* **Task brief**
Exactly the lines from the one with "Query: white cloud" to the end of the data below should be set down, and no others.

* **Data to examine**
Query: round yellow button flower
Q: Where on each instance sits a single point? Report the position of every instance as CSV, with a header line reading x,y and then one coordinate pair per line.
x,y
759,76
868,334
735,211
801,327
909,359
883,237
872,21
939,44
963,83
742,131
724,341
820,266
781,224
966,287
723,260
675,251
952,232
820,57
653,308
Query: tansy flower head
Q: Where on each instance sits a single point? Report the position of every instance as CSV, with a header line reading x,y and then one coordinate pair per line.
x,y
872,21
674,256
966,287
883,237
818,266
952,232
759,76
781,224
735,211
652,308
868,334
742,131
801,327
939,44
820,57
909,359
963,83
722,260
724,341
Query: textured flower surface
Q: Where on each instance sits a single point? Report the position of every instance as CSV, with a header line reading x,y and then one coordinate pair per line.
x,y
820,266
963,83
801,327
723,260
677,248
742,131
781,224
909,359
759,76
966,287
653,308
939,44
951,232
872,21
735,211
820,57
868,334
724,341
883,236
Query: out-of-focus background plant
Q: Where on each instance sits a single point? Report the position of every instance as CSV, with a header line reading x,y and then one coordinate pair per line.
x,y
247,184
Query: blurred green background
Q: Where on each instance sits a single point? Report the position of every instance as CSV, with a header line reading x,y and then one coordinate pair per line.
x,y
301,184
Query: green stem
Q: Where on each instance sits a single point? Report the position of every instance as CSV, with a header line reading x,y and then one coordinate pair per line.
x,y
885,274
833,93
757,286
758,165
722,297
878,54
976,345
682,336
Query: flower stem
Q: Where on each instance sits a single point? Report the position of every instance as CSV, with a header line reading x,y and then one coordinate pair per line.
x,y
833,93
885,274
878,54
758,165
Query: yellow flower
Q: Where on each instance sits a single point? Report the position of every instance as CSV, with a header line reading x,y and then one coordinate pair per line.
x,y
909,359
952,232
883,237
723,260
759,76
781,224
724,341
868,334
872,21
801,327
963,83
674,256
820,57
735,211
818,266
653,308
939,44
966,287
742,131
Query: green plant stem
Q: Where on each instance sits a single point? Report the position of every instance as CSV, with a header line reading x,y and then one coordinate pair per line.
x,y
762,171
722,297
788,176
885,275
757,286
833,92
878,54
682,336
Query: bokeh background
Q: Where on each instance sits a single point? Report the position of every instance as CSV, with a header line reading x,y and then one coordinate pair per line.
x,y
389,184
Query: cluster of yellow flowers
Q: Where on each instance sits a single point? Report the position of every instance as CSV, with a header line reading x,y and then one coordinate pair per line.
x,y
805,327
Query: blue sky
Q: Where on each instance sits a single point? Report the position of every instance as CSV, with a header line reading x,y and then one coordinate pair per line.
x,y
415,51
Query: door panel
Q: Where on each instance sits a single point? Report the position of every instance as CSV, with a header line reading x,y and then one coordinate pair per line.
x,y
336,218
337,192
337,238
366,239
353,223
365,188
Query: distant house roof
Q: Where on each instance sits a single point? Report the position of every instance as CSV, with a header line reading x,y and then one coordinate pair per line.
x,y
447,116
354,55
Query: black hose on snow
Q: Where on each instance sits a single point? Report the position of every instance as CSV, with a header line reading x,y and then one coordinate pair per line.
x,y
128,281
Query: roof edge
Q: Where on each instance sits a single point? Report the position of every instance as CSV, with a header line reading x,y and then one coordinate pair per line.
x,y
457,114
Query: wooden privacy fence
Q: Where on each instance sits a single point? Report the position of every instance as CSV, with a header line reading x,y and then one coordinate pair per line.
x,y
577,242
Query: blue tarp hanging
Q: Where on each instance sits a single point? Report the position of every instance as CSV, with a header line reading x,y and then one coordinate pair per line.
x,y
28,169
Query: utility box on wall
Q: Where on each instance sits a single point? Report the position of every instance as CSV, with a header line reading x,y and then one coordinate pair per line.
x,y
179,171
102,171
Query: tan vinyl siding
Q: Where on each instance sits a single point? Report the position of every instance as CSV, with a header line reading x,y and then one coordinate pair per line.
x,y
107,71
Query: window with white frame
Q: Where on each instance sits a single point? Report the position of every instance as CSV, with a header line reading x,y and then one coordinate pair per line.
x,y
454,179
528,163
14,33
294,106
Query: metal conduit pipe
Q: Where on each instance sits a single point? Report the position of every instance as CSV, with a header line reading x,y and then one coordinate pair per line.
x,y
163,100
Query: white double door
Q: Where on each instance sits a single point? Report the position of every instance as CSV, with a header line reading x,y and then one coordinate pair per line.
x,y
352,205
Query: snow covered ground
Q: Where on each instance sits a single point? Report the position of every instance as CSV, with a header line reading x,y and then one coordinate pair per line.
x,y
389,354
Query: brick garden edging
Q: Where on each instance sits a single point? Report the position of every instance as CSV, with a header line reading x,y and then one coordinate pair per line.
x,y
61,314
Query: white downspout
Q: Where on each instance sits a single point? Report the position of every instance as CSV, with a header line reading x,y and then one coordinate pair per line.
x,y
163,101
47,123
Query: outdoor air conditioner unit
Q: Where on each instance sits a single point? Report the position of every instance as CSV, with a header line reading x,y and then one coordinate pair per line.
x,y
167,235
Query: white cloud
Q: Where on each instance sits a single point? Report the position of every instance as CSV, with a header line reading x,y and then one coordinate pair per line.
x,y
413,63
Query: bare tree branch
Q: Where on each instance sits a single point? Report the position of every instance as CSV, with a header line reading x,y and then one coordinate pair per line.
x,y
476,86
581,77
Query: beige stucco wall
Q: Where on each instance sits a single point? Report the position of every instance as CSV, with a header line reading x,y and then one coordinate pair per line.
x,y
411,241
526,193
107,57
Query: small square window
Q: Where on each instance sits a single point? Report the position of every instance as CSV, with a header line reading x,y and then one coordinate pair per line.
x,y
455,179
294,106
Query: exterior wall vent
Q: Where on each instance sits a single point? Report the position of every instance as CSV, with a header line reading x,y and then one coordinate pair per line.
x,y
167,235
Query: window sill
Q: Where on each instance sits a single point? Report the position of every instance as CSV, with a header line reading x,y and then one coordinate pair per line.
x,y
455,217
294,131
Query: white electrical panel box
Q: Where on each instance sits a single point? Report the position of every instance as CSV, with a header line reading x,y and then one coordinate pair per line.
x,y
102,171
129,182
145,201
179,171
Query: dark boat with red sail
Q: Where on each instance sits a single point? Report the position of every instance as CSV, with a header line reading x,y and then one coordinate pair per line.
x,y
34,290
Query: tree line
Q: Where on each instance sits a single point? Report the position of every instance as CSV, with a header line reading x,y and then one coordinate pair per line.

* **Expected answer**
Query: white cloud
Q: Where on each instance sits a single point? Report the position of every instance as CSV, with a header line reading x,y and then one coordinate pair per line.
x,y
413,63
Query: bare tree branch
Q: Where on each instance sits a single point? Report the position of every instance as CSV, with a header line reading x,y and then one coordinate pair per line.
x,y
476,86
581,77
Query: beige stucco wall
Q: Where on each instance sits a single point? Report the position of every instance as CSV, with a header line reading x,y and then one coordinate pair per line.
x,y
411,241
526,193
107,57
Query: small square window
Q: Where on each instance sits a single point? Report the position of every instance as CSV, with a header line reading x,y and then one coordinate pair per line.
x,y
455,179
294,106
Query: exterior wall vent
Q: Where on each instance sits a single point? Report the position of every instance as CSV, with a header line reading x,y and then one coordinate pair per line.
x,y
167,235
Query: window sill
Q: Where on each instance sits a single point? Report the position of every instance as CSV, with a header line reading x,y and then one coordinate pair per line.
x,y
455,217
294,131
Query: white electrical panel box
Q: Where on each instance sits a single point? Report the position of every instance as CSV, with a header line reading x,y and then one coordinate pair per line.
x,y
102,171
129,182
145,201
179,171
Query: dark boat with red sail
Q: Where on each instance sits a single point? Report the position of every instance as CSV, with a header line reading x,y and then one coordinate pair per line.
x,y
34,290
Query: tree line
Q: Where on each instance sits a single point? Report the position of every instance as CSV, with a header line reading x,y and then one coordinate pair per line.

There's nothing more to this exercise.